> **Exercise**: Please give the number of lines in the records below where the word "hillside" occurs, and nothing else.

(Referring expression data)
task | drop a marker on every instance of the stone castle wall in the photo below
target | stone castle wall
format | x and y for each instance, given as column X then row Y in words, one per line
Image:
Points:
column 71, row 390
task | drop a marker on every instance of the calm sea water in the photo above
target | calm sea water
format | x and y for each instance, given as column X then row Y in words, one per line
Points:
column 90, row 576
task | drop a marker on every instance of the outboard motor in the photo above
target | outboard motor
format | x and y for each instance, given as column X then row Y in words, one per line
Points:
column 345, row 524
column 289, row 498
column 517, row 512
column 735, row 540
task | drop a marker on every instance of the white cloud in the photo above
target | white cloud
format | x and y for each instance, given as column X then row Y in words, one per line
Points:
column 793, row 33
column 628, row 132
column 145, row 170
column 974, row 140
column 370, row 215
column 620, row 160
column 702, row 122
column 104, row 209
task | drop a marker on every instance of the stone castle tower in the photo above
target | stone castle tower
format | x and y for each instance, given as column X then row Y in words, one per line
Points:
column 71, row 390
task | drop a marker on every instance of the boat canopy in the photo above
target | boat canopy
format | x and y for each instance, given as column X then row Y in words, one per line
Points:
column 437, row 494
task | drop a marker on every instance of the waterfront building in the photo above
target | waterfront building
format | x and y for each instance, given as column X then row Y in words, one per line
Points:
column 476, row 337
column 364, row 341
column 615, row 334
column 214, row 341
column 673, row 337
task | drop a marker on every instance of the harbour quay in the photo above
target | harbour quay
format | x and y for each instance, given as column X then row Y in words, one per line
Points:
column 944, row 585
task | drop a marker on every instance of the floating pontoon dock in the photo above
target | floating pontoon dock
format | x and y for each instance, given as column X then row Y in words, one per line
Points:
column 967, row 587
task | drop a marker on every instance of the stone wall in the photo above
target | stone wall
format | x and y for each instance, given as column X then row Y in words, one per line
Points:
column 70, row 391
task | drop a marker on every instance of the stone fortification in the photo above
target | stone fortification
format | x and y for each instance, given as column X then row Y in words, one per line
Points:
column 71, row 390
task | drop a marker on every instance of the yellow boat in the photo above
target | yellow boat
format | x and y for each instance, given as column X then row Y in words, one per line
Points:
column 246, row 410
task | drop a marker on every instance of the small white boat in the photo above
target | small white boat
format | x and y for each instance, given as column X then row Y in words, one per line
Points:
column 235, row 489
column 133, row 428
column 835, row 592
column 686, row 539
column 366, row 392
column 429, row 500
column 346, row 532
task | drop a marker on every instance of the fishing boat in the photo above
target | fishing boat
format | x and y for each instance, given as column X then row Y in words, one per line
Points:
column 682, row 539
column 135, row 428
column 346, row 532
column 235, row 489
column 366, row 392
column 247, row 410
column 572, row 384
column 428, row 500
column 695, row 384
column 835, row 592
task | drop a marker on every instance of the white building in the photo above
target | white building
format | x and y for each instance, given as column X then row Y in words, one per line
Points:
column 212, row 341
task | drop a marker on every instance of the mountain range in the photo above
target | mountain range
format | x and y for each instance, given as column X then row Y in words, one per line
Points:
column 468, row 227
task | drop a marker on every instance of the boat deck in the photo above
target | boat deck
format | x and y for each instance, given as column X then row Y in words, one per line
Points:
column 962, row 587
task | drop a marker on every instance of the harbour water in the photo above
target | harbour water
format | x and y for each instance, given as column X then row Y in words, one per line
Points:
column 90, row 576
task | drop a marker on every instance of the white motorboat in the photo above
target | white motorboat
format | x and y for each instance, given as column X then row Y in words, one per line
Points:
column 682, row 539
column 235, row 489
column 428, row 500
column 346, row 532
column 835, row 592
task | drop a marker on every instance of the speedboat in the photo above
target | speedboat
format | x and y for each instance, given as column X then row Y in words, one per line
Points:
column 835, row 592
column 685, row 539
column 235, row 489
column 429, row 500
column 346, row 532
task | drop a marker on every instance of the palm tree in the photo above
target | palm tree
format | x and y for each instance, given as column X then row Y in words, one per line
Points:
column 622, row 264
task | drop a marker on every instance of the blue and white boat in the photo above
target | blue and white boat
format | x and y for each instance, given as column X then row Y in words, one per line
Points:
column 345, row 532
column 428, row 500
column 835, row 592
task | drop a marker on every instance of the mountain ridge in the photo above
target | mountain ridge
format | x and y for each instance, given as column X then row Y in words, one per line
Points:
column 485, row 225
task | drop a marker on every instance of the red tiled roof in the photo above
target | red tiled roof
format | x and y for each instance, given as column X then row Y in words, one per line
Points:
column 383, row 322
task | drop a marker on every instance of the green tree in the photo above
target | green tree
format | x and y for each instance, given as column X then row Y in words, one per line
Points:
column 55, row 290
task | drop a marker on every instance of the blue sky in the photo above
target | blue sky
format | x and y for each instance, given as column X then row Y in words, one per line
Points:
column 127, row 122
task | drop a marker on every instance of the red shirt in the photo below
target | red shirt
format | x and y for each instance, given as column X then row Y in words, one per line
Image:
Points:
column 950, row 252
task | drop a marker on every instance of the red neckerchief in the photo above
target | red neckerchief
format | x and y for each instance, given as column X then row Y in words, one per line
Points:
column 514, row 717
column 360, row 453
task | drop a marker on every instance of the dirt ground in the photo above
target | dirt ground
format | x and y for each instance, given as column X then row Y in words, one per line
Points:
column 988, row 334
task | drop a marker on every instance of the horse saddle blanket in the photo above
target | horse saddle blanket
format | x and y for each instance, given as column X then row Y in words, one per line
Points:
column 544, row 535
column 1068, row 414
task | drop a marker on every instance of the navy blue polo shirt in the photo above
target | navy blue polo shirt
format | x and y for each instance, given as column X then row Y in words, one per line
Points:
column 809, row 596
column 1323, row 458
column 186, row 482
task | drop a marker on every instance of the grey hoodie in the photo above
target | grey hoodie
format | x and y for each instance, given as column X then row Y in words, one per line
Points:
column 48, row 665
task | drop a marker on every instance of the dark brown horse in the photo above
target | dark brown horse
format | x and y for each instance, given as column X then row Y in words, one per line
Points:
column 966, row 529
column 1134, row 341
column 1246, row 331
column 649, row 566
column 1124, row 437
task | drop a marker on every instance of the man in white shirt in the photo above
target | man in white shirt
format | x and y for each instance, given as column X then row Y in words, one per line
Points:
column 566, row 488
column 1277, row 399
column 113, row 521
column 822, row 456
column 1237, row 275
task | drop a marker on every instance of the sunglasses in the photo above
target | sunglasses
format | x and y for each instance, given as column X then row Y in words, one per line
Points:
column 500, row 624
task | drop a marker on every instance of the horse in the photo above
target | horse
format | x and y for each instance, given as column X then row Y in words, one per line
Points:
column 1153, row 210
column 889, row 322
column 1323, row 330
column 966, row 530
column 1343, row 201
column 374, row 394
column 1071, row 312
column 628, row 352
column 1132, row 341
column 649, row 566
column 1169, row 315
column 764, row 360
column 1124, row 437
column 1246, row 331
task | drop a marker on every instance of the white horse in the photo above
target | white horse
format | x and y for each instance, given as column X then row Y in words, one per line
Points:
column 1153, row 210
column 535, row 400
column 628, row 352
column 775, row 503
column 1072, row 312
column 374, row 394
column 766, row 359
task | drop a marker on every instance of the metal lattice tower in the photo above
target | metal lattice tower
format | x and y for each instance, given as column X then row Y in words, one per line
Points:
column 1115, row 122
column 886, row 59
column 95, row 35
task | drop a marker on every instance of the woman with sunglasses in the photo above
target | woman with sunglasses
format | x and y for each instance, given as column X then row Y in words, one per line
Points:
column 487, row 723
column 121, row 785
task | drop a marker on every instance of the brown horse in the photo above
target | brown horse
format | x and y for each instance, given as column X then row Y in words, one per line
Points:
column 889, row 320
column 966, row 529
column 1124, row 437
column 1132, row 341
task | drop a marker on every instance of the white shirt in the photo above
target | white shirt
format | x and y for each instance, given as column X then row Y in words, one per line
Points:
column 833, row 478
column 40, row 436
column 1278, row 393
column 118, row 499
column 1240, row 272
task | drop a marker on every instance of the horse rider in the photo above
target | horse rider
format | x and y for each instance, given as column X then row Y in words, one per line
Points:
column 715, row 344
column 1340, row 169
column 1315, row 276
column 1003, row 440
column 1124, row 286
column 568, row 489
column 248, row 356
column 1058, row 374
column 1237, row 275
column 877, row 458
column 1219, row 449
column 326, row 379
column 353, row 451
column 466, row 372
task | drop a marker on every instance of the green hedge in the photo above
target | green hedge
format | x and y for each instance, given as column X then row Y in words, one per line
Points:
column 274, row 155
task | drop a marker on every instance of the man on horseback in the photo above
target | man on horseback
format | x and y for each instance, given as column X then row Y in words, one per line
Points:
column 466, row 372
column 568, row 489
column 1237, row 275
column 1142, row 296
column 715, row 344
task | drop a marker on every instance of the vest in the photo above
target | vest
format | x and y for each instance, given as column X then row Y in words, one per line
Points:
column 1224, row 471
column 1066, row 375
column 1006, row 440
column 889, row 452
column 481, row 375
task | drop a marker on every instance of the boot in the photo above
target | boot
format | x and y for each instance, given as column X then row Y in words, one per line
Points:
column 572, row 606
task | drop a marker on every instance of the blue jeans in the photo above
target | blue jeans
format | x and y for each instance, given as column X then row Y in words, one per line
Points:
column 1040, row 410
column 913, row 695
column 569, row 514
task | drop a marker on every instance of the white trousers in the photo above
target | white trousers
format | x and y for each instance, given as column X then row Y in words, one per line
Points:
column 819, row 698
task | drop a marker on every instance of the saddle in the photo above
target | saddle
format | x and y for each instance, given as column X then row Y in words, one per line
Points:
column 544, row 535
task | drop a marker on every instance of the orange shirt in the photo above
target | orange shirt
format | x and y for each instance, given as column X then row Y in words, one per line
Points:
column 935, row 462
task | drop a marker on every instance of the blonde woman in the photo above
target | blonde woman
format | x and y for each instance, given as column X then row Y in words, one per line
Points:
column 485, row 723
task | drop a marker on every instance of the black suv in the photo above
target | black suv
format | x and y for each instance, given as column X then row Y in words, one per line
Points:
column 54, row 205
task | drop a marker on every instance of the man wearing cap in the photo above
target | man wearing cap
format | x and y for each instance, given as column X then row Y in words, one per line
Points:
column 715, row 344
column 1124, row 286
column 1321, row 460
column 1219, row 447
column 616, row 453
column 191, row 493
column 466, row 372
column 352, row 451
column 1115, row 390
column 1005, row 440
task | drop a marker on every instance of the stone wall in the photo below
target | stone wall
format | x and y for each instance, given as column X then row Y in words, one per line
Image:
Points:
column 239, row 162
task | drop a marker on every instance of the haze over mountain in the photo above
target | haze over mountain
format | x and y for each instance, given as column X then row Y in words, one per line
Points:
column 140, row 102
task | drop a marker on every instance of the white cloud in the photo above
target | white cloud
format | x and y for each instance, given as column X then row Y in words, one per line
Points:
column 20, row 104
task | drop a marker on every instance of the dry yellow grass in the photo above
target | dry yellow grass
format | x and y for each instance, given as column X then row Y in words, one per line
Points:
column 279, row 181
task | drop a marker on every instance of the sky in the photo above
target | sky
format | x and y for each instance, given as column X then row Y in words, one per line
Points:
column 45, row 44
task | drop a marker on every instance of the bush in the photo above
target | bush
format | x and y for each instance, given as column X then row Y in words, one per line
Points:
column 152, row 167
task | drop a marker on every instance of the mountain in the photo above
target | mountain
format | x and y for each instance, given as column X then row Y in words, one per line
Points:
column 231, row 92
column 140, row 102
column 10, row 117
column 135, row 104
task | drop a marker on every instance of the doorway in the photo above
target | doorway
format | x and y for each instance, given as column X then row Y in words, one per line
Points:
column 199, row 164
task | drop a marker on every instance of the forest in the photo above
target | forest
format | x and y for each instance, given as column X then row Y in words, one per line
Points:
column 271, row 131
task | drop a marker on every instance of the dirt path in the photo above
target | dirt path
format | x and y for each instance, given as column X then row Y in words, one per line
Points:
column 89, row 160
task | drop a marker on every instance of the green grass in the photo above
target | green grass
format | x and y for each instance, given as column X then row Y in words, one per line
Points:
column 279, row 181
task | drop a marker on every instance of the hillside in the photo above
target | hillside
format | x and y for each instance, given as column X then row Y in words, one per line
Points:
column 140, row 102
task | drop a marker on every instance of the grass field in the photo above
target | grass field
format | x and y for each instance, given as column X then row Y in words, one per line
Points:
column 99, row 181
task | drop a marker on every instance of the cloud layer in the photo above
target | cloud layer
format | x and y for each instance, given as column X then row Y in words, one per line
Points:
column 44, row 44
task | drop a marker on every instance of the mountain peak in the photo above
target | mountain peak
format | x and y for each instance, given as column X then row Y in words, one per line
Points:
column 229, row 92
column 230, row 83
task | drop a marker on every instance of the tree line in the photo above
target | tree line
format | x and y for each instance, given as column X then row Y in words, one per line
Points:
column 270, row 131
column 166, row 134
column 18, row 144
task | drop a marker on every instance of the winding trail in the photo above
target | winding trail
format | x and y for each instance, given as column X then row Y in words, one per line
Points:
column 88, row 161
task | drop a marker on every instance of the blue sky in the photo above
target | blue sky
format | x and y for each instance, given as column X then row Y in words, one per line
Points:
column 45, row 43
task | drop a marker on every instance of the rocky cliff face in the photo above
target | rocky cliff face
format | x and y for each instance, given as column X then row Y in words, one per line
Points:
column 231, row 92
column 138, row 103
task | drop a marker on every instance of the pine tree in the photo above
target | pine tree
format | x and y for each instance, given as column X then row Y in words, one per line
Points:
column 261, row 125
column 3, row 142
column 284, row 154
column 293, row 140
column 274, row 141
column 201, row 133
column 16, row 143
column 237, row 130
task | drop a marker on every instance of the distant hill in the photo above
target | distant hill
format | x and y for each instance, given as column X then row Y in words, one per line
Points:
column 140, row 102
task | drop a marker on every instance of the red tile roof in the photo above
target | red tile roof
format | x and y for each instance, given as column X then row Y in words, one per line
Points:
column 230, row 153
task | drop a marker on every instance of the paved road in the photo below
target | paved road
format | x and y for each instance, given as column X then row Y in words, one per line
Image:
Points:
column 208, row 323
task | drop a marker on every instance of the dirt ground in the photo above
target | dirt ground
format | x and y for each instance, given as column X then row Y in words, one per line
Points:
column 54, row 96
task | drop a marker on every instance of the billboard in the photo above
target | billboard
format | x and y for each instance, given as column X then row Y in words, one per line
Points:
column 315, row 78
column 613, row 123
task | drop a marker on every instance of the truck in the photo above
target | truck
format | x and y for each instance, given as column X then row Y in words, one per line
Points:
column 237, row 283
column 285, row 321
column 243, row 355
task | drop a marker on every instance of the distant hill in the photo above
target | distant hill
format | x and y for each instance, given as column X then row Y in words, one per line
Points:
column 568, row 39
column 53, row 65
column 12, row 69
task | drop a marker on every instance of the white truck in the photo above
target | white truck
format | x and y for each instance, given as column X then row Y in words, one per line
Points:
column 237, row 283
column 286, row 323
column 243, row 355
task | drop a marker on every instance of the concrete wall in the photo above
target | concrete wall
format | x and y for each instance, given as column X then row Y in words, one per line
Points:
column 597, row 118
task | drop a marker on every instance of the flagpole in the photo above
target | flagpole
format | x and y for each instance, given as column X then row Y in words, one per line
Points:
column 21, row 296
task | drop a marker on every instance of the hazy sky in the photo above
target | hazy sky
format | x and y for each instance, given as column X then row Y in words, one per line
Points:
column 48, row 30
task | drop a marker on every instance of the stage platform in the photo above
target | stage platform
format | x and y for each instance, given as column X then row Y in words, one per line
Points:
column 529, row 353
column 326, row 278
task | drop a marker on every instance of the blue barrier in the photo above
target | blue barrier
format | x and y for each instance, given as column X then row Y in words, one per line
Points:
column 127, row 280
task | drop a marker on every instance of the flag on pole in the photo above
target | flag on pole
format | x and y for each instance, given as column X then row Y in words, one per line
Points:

> **Response box**: 2